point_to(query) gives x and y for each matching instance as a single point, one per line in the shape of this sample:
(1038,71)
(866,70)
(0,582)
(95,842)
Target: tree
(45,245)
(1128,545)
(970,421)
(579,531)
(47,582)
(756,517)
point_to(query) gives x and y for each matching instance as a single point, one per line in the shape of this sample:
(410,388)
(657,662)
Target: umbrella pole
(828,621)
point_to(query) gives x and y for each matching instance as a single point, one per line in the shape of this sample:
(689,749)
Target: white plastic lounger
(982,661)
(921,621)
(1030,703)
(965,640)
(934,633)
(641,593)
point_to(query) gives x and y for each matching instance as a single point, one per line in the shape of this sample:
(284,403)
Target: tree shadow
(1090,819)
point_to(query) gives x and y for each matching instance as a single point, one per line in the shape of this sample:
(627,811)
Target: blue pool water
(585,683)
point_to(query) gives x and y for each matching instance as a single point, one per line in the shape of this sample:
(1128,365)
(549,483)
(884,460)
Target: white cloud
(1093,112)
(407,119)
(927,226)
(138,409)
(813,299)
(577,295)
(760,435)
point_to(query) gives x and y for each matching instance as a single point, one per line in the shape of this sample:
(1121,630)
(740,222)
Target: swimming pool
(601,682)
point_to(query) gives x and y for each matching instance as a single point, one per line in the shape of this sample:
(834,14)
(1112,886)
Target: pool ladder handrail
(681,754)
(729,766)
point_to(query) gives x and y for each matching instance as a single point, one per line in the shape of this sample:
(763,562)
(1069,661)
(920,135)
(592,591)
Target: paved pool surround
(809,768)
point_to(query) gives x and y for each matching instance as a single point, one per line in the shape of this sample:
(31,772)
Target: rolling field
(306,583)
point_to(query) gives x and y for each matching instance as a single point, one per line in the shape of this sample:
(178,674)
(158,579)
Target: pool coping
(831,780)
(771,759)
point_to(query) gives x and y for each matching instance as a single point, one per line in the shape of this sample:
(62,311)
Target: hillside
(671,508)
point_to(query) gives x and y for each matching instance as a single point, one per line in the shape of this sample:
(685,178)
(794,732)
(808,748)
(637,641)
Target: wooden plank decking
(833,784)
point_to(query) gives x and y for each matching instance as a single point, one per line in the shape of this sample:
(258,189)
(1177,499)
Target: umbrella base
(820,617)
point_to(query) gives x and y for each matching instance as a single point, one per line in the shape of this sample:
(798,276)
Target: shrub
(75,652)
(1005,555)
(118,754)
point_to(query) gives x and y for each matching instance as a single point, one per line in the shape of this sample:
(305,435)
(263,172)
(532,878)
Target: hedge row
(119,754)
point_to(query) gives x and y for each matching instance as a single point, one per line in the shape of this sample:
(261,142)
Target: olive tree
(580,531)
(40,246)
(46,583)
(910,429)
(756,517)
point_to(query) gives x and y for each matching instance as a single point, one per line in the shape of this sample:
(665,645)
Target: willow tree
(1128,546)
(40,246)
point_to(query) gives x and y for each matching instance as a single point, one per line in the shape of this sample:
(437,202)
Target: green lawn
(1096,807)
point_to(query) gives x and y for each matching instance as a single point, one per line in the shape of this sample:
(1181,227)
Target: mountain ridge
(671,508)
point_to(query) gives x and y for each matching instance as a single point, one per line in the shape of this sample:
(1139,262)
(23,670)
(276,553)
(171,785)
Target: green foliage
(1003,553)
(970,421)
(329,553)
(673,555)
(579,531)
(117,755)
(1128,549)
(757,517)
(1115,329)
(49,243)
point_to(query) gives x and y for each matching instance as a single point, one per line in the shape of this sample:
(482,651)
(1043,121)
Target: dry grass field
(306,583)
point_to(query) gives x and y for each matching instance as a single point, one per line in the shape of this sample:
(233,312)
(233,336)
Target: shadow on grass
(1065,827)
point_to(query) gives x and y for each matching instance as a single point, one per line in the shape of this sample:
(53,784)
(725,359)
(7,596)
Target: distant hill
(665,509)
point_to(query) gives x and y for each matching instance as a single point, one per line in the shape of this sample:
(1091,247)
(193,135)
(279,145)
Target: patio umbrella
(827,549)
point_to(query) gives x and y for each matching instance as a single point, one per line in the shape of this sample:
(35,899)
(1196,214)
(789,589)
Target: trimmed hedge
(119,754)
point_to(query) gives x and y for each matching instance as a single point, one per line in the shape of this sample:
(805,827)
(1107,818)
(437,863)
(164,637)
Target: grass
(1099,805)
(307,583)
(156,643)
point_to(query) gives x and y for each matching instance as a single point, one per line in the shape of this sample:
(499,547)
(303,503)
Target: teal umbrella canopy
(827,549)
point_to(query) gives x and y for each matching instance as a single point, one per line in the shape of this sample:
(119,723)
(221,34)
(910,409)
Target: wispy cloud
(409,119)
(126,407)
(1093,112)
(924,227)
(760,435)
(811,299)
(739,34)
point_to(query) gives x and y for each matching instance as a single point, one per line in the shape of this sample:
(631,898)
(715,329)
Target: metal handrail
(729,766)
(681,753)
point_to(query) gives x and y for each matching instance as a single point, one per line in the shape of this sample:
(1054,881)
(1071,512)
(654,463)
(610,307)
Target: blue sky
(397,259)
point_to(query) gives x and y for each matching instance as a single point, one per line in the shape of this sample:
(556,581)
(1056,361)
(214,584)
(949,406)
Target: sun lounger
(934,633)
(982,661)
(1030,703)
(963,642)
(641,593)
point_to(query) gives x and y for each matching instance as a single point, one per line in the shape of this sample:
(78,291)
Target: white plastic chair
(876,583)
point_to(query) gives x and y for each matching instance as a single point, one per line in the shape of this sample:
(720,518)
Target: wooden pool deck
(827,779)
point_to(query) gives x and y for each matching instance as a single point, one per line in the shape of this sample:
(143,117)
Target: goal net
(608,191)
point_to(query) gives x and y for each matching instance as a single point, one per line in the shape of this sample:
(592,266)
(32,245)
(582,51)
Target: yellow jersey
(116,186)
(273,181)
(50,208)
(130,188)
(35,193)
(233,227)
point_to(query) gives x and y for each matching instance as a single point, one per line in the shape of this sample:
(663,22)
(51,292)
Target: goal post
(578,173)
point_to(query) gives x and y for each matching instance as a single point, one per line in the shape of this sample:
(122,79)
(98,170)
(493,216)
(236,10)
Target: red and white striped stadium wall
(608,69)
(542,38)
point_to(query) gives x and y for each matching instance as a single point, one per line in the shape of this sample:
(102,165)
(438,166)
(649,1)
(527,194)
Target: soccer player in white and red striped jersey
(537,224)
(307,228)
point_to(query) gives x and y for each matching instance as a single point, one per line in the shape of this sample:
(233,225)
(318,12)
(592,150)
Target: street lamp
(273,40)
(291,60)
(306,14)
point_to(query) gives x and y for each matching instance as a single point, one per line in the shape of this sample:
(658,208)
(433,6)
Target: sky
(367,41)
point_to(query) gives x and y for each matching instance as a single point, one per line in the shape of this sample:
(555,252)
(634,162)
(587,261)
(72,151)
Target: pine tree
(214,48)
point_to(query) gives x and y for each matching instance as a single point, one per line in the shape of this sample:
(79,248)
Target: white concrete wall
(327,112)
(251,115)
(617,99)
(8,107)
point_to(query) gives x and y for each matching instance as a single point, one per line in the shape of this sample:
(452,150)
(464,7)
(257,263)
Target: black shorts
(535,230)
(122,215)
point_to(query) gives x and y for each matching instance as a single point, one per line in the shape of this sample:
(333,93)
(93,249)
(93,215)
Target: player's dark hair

--- --- ---

■ **Given problem**
Please quote the data above in full, with no line missing.

■ **Problem solution**
point_to(query) gives x and y for each matching instance as a single point, one per line in the shape of this sample:
(1038,71)
(866,70)
(0,582)
(95,842)
Target: tree
(45,245)
(1128,545)
(970,421)
(579,531)
(47,582)
(756,517)
point_to(query) gives x and y for each matching instance as a single point, one per line in the shape of this sample:
(410,388)
(657,662)
Target: umbrella pole
(828,621)
point_to(query) gives x and y for each matching instance as a single point, one per line in the shape of this sample:
(689,749)
Target: white plastic lounger
(982,661)
(921,621)
(1030,703)
(965,640)
(934,633)
(641,593)
point_to(query) gives x and y for each matching instance as a single point, one per line in the shape of this sample:
(284,403)
Target: tree shadow
(1090,819)
point_to(query) gives x and y for each matching instance as a single point, one per line in the shape of this sample:
(627,811)
Target: blue pool water
(585,683)
point_to(query) gives x and y for each matching instance as a single point, one per line in the shape of this sample:
(1128,365)
(549,483)
(884,460)
Target: white cloud
(1093,112)
(407,119)
(927,226)
(138,409)
(813,299)
(577,295)
(760,435)
point_to(query) gives x and y for each matching instance as a single point, one per line in the shape of this sample:
(1121,630)
(740,222)
Target: swimming pool
(601,682)
point_to(query) gives x and y for each matching instance as a single point, one per line in the shape of this sample:
(834,14)
(1112,886)
Target: pool ladder handrail
(681,754)
(729,766)
point_to(query) gives x and y for each matching instance as a single point, one per line in the shape of this sample:
(763,562)
(1069,661)
(920,135)
(592,591)
Target: paved pool surround
(809,768)
point_to(query) gives x and y for each matching instance as a single point, one per line in the shape of this sample:
(31,772)
Target: rolling field
(306,583)
point_to(query) gives x and y for each matching instance as a single point, one per line in the shape of this sample:
(178,674)
(158,579)
Target: pool coping
(831,780)
(771,759)
point_to(query) gives x and y for each matching instance as a single point, one per line in the shape of this sample:
(62,311)
Target: hillside
(671,508)
point_to(query) gives x and y for each matching instance as a single point, one per line in the shape of this sample:
(685,178)
(794,732)
(808,748)
(637,641)
Target: wooden plank decking
(833,784)
point_to(query) gives x and y for each matching instance as a single point, one per line in the shape of this sample:
(258,189)
(1177,499)
Target: umbrella base
(820,617)
point_to(query) gives x and y for each matching instance as a single point, one per line in the shape of this sample:
(798,276)
Target: shrub
(75,652)
(1005,555)
(118,754)
point_to(query) gives x and y for each matching instance as a single point, one per line in the shape of this sample:
(305,435)
(263,172)
(532,878)
Target: hedge row
(119,754)
point_to(query) gives x and y for each matching instance as a single point, one per line in the shape of this sample:
(261,142)
Target: olive tree
(580,531)
(40,246)
(46,583)
(910,429)
(756,517)
point_to(query) gives x and y for each matching instance as a single point, one per line in the shape of this sample:
(665,645)
Target: willow tree
(1128,546)
(40,246)
point_to(query) gives x and y for each matching instance as a single point, one per line in the shape of this sample:
(437,202)
Target: green lawn
(1096,807)
point_to(query) gives x and y for each matching instance as a single point, one per line in the shape of this sample:
(1181,227)
Target: mountain ridge
(671,508)
point_to(query) gives x and y for each matching instance as a single point, one per line in the shape of this sample:
(1139,262)
(23,670)
(276,553)
(171,785)
Target: green foliage
(1003,553)
(970,421)
(329,553)
(673,555)
(579,531)
(117,755)
(1128,549)
(757,517)
(1115,329)
(49,243)
point_to(query) gives x and y for each matching instance as a single point, one per line in the shape of this sample:
(482,651)
(1043,121)
Target: dry grass field
(306,583)
point_to(query) gives x and y for each matching instance as a single point, one per line in the shape of this sample:
(233,312)
(233,336)
Target: shadow on grass
(1065,827)
point_to(query) gives x and y for each matching instance as a single point, one per line in the shape of this sample:
(53,784)
(725,359)
(7,596)
Target: distant hill
(665,509)
point_to(query) gives x and y for each matching instance as a single point, one per line in the shape of this sample:
(1091,247)
(193,135)
(279,145)
Target: patio umbrella
(827,549)
point_to(query) gives x and y for each matching instance as a single point, one per line in the shape of this sample:
(35,899)
(1196,214)
(789,589)
Target: trimmed hedge
(119,754)
point_to(query) gives x and y for each matching instance as a single point, one per line in the shape of this sample:
(805,827)
(1107,818)
(437,863)
(164,637)
Target: grass
(1099,805)
(307,583)
(156,643)
point_to(query) gives x and y for each matching instance as a single point, one per line in the shape of this sample:
(499,547)
(303,503)
Target: teal umbrella canopy
(827,549)
point_to(query) gives x and y for each matching instance as a single point, one per line in the shape of this sample:
(119,723)
(221,34)
(910,409)
Target: wispy cloud
(409,119)
(126,407)
(1093,112)
(924,227)
(760,435)
(811,299)
(739,34)
point_to(query) gives x and y for each matching instance as a single point, one per line in the shape of this sample:
(631,898)
(715,329)
Target: metal handrail
(729,766)
(681,753)
point_to(query) gives x and y for each matching instance as a single point, one per line in the shape of this sample:
(1054,881)
(1071,512)
(654,463)
(610,307)
Target: blue sky
(397,259)
point_to(query) gives x and y for each matching instance as a single point, one per line in the shape of this sample:
(556,581)
(1056,361)
(214,584)
(949,406)
Target: sun lounger
(934,633)
(982,661)
(1030,703)
(963,642)
(641,593)
point_to(query) gives x and y for each matching instance as a single point, one per line in the shape of this sample:
(78,291)
Target: white plastic chair
(876,583)
point_to(query) gives x and y for each matching instance as a single point, one per line in the shape of this sample:
(720,518)
Target: wooden pool deck
(827,779)
point_to(query) gives x and y for each matching instance as a single point, one per line in the shape of this sample:
(143,117)
Target: goal net
(608,191)
point_to(query) gives x and y for each matching instance as a single point, one per line in the shape of this sample:
(592,266)
(32,245)
(582,51)
Target: yellow jersey
(116,186)
(273,181)
(50,208)
(130,188)
(35,193)
(233,227)
point_to(query) gives x and y for each matching instance as a single point, one per line in the shape of this sample:
(663,22)
(51,292)
Target: goal post
(578,173)
point_to(query) gives x and y for each matching instance as a single point, one per line in the shape of this sample:
(122,79)
(98,170)
(493,216)
(236,10)
Target: red and white striped stadium wall
(608,69)
(542,38)
point_to(query) gives x and y for each matching instance as a single point, one per line in the shape of this sample:
(102,165)
(438,166)
(649,1)
(527,194)
Target: soccer player in white and red striped jersey
(537,224)
(307,228)
point_to(query) gives x and y for each matching instance as a single point, one per line in the shape of this sample:
(233,225)
(318,12)
(592,150)
Target: street lamp
(273,40)
(291,60)
(306,14)
point_to(query) gives x and y for each matching instance as a single point, one per line in the shape of this sample:
(658,208)
(433,6)
Target: sky
(367,41)
point_to(query) gives x and y for each matching instance as a single point, one per line in the shape of this sample:
(555,252)
(634,162)
(587,261)
(72,151)
Target: pine tree
(214,48)
point_to(query) gives x and y for each matching instance as a single point, one per line in the shape of this sample:
(79,248)
Target: white concrete wall
(327,112)
(251,115)
(617,99)
(8,107)
point_to(query) gives x and y for each matching instance as a single point, one per line in the shape of this sample:
(452,150)
(464,7)
(257,263)
Target: black shorts
(535,230)
(122,215)
point_to(query) gives x and y for each matching instance as a single point, one per line in the shape of this sample:
(333,93)
(93,249)
(93,215)
Target: player's dark hair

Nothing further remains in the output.